▶ [AIM]: Turn every line of the rows below into a JSON list of strings, with one string per line. Leave out blank lines.

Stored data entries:

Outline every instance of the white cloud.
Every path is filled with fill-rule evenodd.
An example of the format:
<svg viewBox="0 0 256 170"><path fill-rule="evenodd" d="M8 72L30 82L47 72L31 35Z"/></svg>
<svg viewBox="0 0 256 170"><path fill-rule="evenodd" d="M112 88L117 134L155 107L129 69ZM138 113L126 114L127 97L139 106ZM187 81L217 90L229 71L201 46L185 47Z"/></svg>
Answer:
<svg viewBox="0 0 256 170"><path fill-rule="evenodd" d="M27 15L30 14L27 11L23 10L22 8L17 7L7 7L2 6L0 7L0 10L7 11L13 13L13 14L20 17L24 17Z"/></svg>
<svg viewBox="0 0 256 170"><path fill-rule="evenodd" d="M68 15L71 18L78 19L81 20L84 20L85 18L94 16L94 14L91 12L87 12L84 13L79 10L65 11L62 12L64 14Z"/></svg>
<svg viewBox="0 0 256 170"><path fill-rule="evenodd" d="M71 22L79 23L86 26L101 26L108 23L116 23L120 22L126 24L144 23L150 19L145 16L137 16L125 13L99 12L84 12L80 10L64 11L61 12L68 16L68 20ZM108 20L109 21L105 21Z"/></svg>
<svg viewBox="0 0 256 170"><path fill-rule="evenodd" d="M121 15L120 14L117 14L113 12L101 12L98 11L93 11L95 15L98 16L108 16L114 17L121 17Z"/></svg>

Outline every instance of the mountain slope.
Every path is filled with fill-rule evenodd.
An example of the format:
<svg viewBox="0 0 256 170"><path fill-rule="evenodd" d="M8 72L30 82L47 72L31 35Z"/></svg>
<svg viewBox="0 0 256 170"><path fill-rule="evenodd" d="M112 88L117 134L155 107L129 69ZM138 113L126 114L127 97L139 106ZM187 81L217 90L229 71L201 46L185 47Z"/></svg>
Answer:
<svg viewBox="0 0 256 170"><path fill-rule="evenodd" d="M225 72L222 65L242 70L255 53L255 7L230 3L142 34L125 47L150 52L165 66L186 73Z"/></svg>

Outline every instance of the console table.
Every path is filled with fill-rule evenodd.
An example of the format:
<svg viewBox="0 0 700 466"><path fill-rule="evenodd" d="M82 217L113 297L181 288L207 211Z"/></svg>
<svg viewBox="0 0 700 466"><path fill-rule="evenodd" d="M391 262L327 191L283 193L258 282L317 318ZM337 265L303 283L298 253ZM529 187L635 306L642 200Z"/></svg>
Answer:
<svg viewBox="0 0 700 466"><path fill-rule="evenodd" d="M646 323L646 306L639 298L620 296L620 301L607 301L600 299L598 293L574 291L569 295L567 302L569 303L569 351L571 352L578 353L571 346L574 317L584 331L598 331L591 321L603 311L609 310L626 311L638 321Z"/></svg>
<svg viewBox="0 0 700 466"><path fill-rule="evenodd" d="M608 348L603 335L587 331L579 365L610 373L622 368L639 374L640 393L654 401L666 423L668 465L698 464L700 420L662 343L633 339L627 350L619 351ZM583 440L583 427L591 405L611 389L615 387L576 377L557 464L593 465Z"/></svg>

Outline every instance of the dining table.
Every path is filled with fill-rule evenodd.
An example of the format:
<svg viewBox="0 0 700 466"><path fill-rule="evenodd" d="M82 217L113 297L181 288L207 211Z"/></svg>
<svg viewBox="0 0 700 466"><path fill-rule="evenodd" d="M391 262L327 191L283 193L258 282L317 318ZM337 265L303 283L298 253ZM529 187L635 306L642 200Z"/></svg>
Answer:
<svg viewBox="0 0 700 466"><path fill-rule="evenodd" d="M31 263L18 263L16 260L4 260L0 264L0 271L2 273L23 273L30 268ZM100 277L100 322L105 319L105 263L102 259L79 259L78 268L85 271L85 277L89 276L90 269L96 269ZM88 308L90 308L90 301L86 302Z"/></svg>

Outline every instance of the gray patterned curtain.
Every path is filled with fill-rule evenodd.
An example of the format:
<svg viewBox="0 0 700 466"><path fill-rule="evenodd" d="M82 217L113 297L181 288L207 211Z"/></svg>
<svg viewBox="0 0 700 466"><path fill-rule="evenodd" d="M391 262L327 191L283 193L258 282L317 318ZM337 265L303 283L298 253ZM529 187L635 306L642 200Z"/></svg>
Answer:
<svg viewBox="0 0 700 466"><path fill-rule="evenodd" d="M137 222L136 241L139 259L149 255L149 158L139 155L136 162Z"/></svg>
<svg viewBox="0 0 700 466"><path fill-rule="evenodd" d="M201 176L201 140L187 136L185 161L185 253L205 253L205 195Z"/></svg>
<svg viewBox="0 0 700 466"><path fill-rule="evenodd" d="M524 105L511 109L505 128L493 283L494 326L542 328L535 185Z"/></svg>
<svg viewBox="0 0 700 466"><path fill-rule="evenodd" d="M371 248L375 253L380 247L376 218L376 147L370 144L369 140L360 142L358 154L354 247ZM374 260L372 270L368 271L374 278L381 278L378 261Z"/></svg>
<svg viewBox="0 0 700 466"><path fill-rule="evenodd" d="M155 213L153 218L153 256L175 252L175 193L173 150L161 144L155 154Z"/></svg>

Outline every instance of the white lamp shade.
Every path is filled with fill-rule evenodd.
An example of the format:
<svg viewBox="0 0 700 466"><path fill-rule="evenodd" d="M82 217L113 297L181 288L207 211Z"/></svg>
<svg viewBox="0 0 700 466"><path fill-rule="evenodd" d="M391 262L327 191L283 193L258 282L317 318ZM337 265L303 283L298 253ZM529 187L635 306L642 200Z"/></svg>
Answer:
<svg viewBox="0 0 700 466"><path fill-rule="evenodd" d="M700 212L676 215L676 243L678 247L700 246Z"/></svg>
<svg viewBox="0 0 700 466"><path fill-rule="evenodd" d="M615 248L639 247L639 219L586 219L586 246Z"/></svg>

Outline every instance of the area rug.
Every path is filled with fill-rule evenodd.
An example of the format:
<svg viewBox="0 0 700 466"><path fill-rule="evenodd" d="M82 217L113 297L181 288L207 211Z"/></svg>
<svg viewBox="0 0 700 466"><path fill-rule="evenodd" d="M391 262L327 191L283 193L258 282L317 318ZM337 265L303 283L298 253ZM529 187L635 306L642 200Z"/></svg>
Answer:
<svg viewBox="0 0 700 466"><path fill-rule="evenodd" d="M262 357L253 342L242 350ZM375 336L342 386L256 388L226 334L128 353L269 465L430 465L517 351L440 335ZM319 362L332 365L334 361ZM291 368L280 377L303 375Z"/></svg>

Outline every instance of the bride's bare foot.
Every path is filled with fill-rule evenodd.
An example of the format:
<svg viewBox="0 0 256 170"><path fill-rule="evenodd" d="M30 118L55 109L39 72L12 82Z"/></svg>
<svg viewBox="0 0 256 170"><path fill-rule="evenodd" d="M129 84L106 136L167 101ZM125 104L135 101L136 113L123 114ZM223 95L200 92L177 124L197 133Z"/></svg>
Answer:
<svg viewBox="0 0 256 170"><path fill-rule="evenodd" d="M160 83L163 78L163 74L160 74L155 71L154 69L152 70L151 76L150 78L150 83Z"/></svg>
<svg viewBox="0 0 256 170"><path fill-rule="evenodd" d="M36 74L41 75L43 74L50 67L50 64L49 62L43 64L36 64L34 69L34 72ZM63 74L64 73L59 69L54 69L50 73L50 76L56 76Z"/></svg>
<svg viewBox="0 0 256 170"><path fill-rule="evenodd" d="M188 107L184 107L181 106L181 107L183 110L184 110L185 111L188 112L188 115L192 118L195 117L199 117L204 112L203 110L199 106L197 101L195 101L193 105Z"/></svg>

▶ [WORKED SOLUTION]:
[
  "Outline every instance of the white cloud.",
  "Every path is filled with fill-rule evenodd.",
  "An example of the format:",
  "<svg viewBox=\"0 0 256 170\"><path fill-rule=\"evenodd\" d=\"M8 72L30 82L47 72L31 35Z\"/></svg>",
  "<svg viewBox=\"0 0 256 170\"><path fill-rule=\"evenodd\" d=\"M112 88L117 134L155 107L129 69ZM138 113L126 114L127 97L139 106ZM187 81L217 90L229 71L201 46L185 47Z\"/></svg>",
  "Answer:",
  "<svg viewBox=\"0 0 256 170\"><path fill-rule=\"evenodd\" d=\"M27 15L30 14L27 11L23 10L22 8L17 7L7 7L2 6L0 7L0 10L7 11L13 13L13 14L20 17L24 17Z\"/></svg>",
  "<svg viewBox=\"0 0 256 170\"><path fill-rule=\"evenodd\" d=\"M68 15L71 18L78 19L81 20L84 20L85 18L94 16L94 14L91 12L87 12L84 13L79 10L65 11L62 12L64 14Z\"/></svg>",
  "<svg viewBox=\"0 0 256 170\"><path fill-rule=\"evenodd\" d=\"M71 22L79 23L86 26L101 26L108 23L116 23L120 22L126 24L144 23L150 19L145 16L137 16L125 13L99 12L84 12L80 10L64 11L61 12L68 16L68 20ZM108 20L109 21L105 21Z\"/></svg>",
  "<svg viewBox=\"0 0 256 170\"><path fill-rule=\"evenodd\" d=\"M121 15L120 14L117 14L113 12L101 12L98 11L93 11L95 15L98 16L108 16L114 17L121 17Z\"/></svg>",
  "Outline every instance of the mountain slope.",
  "Every path is filled with fill-rule evenodd.",
  "An example of the format:",
  "<svg viewBox=\"0 0 256 170\"><path fill-rule=\"evenodd\" d=\"M8 72L30 82L47 72L31 35Z\"/></svg>",
  "<svg viewBox=\"0 0 256 170\"><path fill-rule=\"evenodd\" d=\"M112 88L117 134L155 107L129 69ZM138 113L126 114L127 97L139 106ZM187 81L217 90L229 71L201 46L185 47Z\"/></svg>",
  "Answer:",
  "<svg viewBox=\"0 0 256 170\"><path fill-rule=\"evenodd\" d=\"M225 72L222 65L242 70L255 53L255 7L230 3L142 34L125 47L150 52L165 66L186 73Z\"/></svg>",
  "Outline every instance of the console table.",
  "Every path is filled with fill-rule evenodd.",
  "An example of the format:",
  "<svg viewBox=\"0 0 700 466\"><path fill-rule=\"evenodd\" d=\"M82 217L113 297L181 288L207 211Z\"/></svg>",
  "<svg viewBox=\"0 0 700 466\"><path fill-rule=\"evenodd\" d=\"M391 262L327 191L283 193L258 282L317 318ZM337 265L303 283L298 253ZM529 187L635 306L642 200Z\"/></svg>",
  "Answer:",
  "<svg viewBox=\"0 0 700 466\"><path fill-rule=\"evenodd\" d=\"M646 323L646 306L639 298L620 296L620 301L607 301L600 299L598 293L574 291L569 295L567 302L569 303L569 351L571 352L578 353L571 346L574 317L584 331L598 331L591 321L603 311L609 310L626 311L638 321Z\"/></svg>",
  "<svg viewBox=\"0 0 700 466\"><path fill-rule=\"evenodd\" d=\"M608 348L603 335L587 331L579 365L610 373L622 368L639 374L640 393L654 401L666 423L668 465L698 464L700 420L662 343L633 339L627 350L619 351ZM583 440L583 427L591 405L611 389L615 387L576 377L557 464L593 465Z\"/></svg>",
  "Outline every instance of the dining table.",
  "Every path is filled with fill-rule evenodd.",
  "An example of the format:",
  "<svg viewBox=\"0 0 700 466\"><path fill-rule=\"evenodd\" d=\"M82 217L113 297L181 288L207 211Z\"/></svg>",
  "<svg viewBox=\"0 0 700 466\"><path fill-rule=\"evenodd\" d=\"M391 262L327 191L283 193L258 282L317 318ZM337 265L303 283L298 253ZM529 187L635 306L642 200Z\"/></svg>",
  "Answer:",
  "<svg viewBox=\"0 0 700 466\"><path fill-rule=\"evenodd\" d=\"M31 263L18 263L16 260L4 260L0 264L0 271L2 273L23 273L30 268ZM100 277L100 322L105 319L105 263L102 259L79 259L78 268L85 271L85 277L89 276L90 269L96 269ZM88 308L90 308L90 301L86 302Z\"/></svg>",
  "Outline every instance of the gray patterned curtain.",
  "Every path is filled with fill-rule evenodd.",
  "An example of the format:",
  "<svg viewBox=\"0 0 700 466\"><path fill-rule=\"evenodd\" d=\"M82 217L113 297L181 288L207 211Z\"/></svg>",
  "<svg viewBox=\"0 0 700 466\"><path fill-rule=\"evenodd\" d=\"M391 262L327 191L283 193L258 282L317 318ZM337 265L303 283L298 253ZM529 187L635 306L642 200Z\"/></svg>",
  "Answer:",
  "<svg viewBox=\"0 0 700 466\"><path fill-rule=\"evenodd\" d=\"M137 222L136 241L139 259L149 255L149 158L139 155L136 162Z\"/></svg>",
  "<svg viewBox=\"0 0 700 466\"><path fill-rule=\"evenodd\" d=\"M201 176L201 140L187 136L185 161L185 253L205 253L205 195Z\"/></svg>",
  "<svg viewBox=\"0 0 700 466\"><path fill-rule=\"evenodd\" d=\"M524 105L511 109L505 128L493 283L494 326L542 328L535 185Z\"/></svg>",
  "<svg viewBox=\"0 0 700 466\"><path fill-rule=\"evenodd\" d=\"M371 248L375 253L380 247L376 218L376 147L370 144L369 140L360 142L358 154L354 247ZM374 260L372 270L368 271L374 278L381 278L378 261Z\"/></svg>",
  "<svg viewBox=\"0 0 700 466\"><path fill-rule=\"evenodd\" d=\"M155 213L153 218L153 256L175 252L175 193L173 150L161 144L155 154Z\"/></svg>",
  "Outline every instance of the white lamp shade.",
  "Every path is filled with fill-rule evenodd.",
  "An example of the format:",
  "<svg viewBox=\"0 0 700 466\"><path fill-rule=\"evenodd\" d=\"M82 217L113 297L181 288L207 211Z\"/></svg>",
  "<svg viewBox=\"0 0 700 466\"><path fill-rule=\"evenodd\" d=\"M391 262L327 191L283 193L258 282L317 318ZM337 265L303 283L298 253ZM529 187L635 306L642 200Z\"/></svg>",
  "Answer:",
  "<svg viewBox=\"0 0 700 466\"><path fill-rule=\"evenodd\" d=\"M700 212L676 215L676 243L678 247L700 246Z\"/></svg>",
  "<svg viewBox=\"0 0 700 466\"><path fill-rule=\"evenodd\" d=\"M615 248L639 247L639 219L586 219L586 246Z\"/></svg>",
  "Outline every instance of the area rug.",
  "Every path is filled with fill-rule evenodd.",
  "An example of the format:",
  "<svg viewBox=\"0 0 700 466\"><path fill-rule=\"evenodd\" d=\"M82 217L113 297L181 288L207 211Z\"/></svg>",
  "<svg viewBox=\"0 0 700 466\"><path fill-rule=\"evenodd\" d=\"M391 262L327 191L283 193L258 282L317 318ZM337 265L303 283L298 253ZM529 187L635 306L642 200Z\"/></svg>",
  "Answer:",
  "<svg viewBox=\"0 0 700 466\"><path fill-rule=\"evenodd\" d=\"M262 357L253 342L242 350ZM375 336L342 386L256 388L226 334L128 353L269 465L430 465L517 351L440 335ZM319 362L332 365L334 361ZM291 368L280 377L303 375Z\"/></svg>",
  "Outline every instance of the bride's bare foot.",
  "Every path is filled with fill-rule evenodd.",
  "An example of the format:",
  "<svg viewBox=\"0 0 256 170\"><path fill-rule=\"evenodd\" d=\"M30 118L55 109L39 72L12 82Z\"/></svg>",
  "<svg viewBox=\"0 0 256 170\"><path fill-rule=\"evenodd\" d=\"M129 84L106 136L167 101ZM125 104L135 101L136 113L123 114ZM223 95L200 92L177 124L197 133Z\"/></svg>",
  "Answer:",
  "<svg viewBox=\"0 0 256 170\"><path fill-rule=\"evenodd\" d=\"M160 83L163 78L163 74L160 74L155 71L154 69L152 70L151 76L150 78L150 83Z\"/></svg>",
  "<svg viewBox=\"0 0 256 170\"><path fill-rule=\"evenodd\" d=\"M36 74L41 75L43 74L50 67L50 64L49 62L43 64L36 64L34 69L34 72ZM63 74L64 73L59 69L54 69L50 73L50 76L56 76Z\"/></svg>",
  "<svg viewBox=\"0 0 256 170\"><path fill-rule=\"evenodd\" d=\"M188 107L184 107L181 106L181 107L183 110L184 110L185 111L188 112L188 115L192 118L195 117L199 117L204 112L203 110L199 106L197 101L195 101L193 105Z\"/></svg>"
]